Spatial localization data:

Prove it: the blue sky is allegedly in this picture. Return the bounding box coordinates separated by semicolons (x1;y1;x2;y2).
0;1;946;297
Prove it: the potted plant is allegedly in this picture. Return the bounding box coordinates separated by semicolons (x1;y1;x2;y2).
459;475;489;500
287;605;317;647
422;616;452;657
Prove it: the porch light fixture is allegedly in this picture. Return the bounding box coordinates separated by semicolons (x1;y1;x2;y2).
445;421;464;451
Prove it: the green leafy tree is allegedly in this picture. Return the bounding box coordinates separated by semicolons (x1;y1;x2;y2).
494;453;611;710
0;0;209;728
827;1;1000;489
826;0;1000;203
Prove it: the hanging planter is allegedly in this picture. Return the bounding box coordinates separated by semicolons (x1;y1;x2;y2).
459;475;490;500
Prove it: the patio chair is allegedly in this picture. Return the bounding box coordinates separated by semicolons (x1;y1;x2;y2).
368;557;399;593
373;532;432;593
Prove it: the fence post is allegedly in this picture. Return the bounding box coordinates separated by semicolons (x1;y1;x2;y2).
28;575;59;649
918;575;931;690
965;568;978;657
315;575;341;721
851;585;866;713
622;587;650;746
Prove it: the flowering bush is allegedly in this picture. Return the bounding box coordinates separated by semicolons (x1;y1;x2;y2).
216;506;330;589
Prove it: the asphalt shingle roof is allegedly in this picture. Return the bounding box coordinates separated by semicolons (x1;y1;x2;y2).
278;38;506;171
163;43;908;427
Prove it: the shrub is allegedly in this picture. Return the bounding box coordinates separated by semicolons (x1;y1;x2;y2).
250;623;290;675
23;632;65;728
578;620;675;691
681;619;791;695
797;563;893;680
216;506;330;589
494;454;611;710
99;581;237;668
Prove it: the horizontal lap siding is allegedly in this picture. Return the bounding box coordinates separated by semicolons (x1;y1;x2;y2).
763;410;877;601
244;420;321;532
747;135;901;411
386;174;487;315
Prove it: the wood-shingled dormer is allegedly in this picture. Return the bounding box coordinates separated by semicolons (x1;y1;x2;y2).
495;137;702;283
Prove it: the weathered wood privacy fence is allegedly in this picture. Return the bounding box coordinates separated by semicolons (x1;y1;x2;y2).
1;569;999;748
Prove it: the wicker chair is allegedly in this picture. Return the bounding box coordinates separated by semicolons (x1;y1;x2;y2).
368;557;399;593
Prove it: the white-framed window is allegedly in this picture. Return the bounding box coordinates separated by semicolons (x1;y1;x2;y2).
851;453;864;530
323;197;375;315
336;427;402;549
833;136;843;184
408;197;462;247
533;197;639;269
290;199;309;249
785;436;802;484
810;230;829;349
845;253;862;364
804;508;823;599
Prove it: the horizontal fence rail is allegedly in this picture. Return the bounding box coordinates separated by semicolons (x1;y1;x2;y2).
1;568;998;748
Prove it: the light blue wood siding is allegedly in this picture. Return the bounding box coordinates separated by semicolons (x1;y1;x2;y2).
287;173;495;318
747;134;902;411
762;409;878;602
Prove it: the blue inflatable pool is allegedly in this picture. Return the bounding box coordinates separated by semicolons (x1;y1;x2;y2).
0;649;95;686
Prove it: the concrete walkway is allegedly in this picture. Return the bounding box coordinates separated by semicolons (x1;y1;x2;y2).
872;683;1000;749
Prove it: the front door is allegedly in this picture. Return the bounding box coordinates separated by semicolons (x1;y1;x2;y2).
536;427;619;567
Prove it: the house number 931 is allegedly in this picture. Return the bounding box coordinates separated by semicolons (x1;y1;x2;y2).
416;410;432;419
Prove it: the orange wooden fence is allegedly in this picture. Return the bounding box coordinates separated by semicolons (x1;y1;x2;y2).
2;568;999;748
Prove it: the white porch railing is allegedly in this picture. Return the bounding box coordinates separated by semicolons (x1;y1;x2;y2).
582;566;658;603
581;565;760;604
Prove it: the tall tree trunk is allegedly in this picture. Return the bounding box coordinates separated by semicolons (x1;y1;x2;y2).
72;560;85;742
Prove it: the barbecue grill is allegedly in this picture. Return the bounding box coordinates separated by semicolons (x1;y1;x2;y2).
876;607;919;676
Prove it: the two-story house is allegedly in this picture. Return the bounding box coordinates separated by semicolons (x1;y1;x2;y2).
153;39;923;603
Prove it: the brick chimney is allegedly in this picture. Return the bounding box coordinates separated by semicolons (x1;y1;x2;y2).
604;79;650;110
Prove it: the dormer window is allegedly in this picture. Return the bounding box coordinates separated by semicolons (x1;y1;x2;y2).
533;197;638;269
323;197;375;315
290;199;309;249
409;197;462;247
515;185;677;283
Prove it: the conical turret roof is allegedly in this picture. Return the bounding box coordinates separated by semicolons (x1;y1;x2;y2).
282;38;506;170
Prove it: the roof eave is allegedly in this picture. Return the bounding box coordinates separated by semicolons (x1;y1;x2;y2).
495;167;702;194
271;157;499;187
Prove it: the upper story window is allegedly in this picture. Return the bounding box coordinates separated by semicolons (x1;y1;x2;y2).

What to do:
Copy exactly the lines from the one containing "Prove it: the front" through the last line of the records, both included, and nothing else.

Solution for this exercise:
Prove it: the front door is allegedly in this picture. Return the bounding box coordinates separated by semicolons (x1;y1;x2;y2).
536;427;619;567
Prove it: the house number 931 is allegedly in this picture. Return the bounding box coordinates separated by semicolons (x1;y1;x2;y2).
416;410;432;419
Prove it: the orange wooden fence is allegedly in this picture. Return the bounding box coordinates separated by semicolons (x1;y1;x2;y2).
2;568;999;748
Prove it: the white porch railing is allegedly in this picture. Return the bounding box coordinates separated by semicolons (x1;y1;x2;y2).
582;566;658;603
581;565;760;604
Prove it: the tall tree trunk is allegedly in this picture. Return the bounding box coordinates separated by semicolons (x1;y1;x2;y2).
72;560;85;742
Prove it: the barbecue grill is allegedly in this picture. Return the bounding box coordinates separated by semicolons (x1;y1;x2;y2).
876;607;919;676
Prove it: the two-story house is allegedly in this picture. Return the bounding box coordinates separated by semicolons (x1;y1;x2;y2).
153;39;923;603
Prove it: the brick chimney is allegedly in this picture. Return the bounding box coordinates separated by semicolons (x1;y1;x2;y2).
604;79;650;110
Prove it: the dormer window is allegedly in this picture. Return the bounding box coordinates separated by semicolons (x1;y1;x2;y2).
533;197;638;269
323;197;375;315
290;199;309;249
409;197;462;247
515;185;677;283
Prove it: the conical turret roof is allegedly in this picture. Return the bounding box coordinates separated by semicolons (x1;y1;x2;y2).
282;38;506;170
Prove it: the roof eave is allegedly in this picture. Return the bounding box coordinates separated by semicolons (x1;y1;x2;y2).
495;167;702;194
271;157;499;187
Prove it: the upper story window is allegedly in this picture. Return the bounding box coordinates separated by semicolons (x1;y1;x2;y2).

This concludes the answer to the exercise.